#### 抜粋

会長挨拶

第26回日本ワクチン学会学術集会
会長 五味康行
一般財団法人 阪大微生物病研究会 ワクチン推進部門
会長
2022年11月26日(土)~27日(日)の2日間にわたり、第26回日本ワクチン学会学術集会を香川県県民ホール(高松市)で開催しました。集合形式を主体にして開催する旨を9月に告知しましたが、それから間もない10月下旬からCOVID-19第8波到来の兆しが見え始め、四国の地方都市までどれだけの方がお越し頂けるか、直前まで大きな不安を抱いていました。しかしその不安とは裏腹に、事前参加登録は624名と予想を大きく上回り、結果的には全国から817名(招待参加者を含む)もの沢山の方々にご参加を頂きました。
幸い穏やかな晴天にも恵まれて、澄み渡った青空と美しい瀬戸内海を学会会場から見渡すことができました。弘法大師生誕の地である香川県の空と海が見える会場で、サイエンスに基づく真言が交わされました。同じ空間でお互いの目を見ながら討論するという学術集会の原点を改めて認識できたとともに、新型コロナ禍のもとで滞留していたコミュニケーションがこの2日間で随分と闊達化されたのではないかと思っています。運営上、至らぬ点はございましたが、盛会に終えることができましたのは、ご参加頂いた皆様をはじめ、座長・演者の皆様、ワクチン学会理事の皆様、プログラム委員の皆様、協賛いただきました団体・企業の関係者の皆様、運営に携わった全ての方々のお陰と深く感謝しております。
今回の学術集会のテーマのとおり、日本発世界初のワクチン開発を目指して様々な議論がありました。シンポジウム「新型コロナウイルスが変えたもの」および「ワクチン強国になるために」の中で、他の研究分野との融合が大切であるという意見が幾度か出ました。本学会は、基礎研究分野、臨床応用分野、疫学分野、行政分野、製造・開発分野などの広い領域に属する多様なメンバーが集う“学際的学会”であるという大きな特長を持ちます。この特長をうまく利用して、他の分野に属する研究者とのネットワークを広げ、そしてそれを強固な信頼関係に築き上げることが、日本発世界初のワクチン開発に繋がるのではないかと考えます。特に新型コロナワクチンの開発で出遅れた本邦の現況を鑑みますと、国家戦略である「ワクチン開発・生産体制強化戦略」の実行と同時並行的に、個々の研究者が自分事として直ちに取り掛からなければならない課題だと感じました。

########
#### 抜粋データ

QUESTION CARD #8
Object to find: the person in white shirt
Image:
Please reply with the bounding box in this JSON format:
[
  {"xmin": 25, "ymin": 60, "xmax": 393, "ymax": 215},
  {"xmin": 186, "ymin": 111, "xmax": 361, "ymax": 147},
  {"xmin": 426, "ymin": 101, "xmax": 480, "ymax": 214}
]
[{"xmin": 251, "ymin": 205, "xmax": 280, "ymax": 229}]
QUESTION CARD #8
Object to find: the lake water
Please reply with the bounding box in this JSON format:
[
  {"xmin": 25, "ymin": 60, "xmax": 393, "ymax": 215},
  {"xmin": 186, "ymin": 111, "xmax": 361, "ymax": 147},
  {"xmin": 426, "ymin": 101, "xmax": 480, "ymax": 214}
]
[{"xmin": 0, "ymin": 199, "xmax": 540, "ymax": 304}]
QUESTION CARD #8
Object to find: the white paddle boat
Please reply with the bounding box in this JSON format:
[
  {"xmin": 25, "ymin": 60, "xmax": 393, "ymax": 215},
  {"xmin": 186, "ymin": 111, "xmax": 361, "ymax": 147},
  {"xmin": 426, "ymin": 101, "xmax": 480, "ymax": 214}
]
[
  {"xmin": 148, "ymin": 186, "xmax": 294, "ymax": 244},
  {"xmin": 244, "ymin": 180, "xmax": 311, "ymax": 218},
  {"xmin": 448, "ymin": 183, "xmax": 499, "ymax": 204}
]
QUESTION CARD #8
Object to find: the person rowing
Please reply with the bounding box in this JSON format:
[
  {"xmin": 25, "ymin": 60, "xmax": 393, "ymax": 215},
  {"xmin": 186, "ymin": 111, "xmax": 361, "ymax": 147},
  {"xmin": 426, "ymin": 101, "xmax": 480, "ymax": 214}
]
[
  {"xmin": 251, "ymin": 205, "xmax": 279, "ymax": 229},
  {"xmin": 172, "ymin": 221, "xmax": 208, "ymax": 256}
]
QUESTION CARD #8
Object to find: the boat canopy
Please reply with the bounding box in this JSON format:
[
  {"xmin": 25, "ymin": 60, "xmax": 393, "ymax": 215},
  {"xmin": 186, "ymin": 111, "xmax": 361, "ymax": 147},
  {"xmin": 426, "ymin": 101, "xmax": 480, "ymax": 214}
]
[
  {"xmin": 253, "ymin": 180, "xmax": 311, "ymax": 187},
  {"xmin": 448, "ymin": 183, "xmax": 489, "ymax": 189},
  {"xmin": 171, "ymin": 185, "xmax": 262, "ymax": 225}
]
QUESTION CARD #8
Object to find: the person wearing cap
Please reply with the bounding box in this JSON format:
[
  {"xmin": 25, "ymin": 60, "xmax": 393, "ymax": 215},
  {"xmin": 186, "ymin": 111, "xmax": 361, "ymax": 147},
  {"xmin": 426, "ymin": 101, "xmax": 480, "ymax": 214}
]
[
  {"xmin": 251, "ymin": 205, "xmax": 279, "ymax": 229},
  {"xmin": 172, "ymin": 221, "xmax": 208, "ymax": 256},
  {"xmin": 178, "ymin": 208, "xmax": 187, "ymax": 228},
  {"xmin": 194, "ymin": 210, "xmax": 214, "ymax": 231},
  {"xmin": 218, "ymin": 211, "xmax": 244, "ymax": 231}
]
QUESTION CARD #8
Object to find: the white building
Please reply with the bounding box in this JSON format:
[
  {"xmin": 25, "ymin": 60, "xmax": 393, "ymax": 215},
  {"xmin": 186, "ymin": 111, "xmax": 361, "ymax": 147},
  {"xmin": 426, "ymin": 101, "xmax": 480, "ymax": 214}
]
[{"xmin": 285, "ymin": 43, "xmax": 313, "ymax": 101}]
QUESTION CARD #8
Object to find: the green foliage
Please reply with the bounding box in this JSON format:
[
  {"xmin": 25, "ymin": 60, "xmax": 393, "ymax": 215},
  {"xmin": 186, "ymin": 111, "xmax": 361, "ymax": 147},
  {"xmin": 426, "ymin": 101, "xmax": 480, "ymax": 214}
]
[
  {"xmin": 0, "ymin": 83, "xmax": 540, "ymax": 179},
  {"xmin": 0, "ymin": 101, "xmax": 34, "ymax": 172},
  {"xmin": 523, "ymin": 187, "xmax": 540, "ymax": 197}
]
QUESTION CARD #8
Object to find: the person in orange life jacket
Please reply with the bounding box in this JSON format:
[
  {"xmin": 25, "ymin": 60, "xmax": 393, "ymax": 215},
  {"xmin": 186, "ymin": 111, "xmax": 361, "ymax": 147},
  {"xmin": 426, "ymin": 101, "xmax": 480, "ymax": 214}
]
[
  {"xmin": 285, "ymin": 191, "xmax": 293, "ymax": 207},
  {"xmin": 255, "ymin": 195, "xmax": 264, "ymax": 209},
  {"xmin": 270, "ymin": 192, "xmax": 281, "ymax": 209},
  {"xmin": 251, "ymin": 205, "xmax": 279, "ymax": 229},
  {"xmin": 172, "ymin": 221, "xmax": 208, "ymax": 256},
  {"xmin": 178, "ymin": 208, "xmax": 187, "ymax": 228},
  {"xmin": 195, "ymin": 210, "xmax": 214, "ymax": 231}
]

########

取り組む内容
会長挨拶の内容をもとに、次の問いに答えてください。
(a) 第26回日本ワクチン学会学術集会はどの会場で開催されましたか。
(b) 事前参加登録者は何名でしたか。
(c) 他の研究分野との融合が大切だという意見が出たシンポジウムは、何と何ですか。
上の資料を使う必要はありません。

解答
(a) 香川県県民ホール(高松市)です。
(b) 624名です。
(c) 「新型コロナウイルスが変えたもの」と「ワクチン強国になるために」です。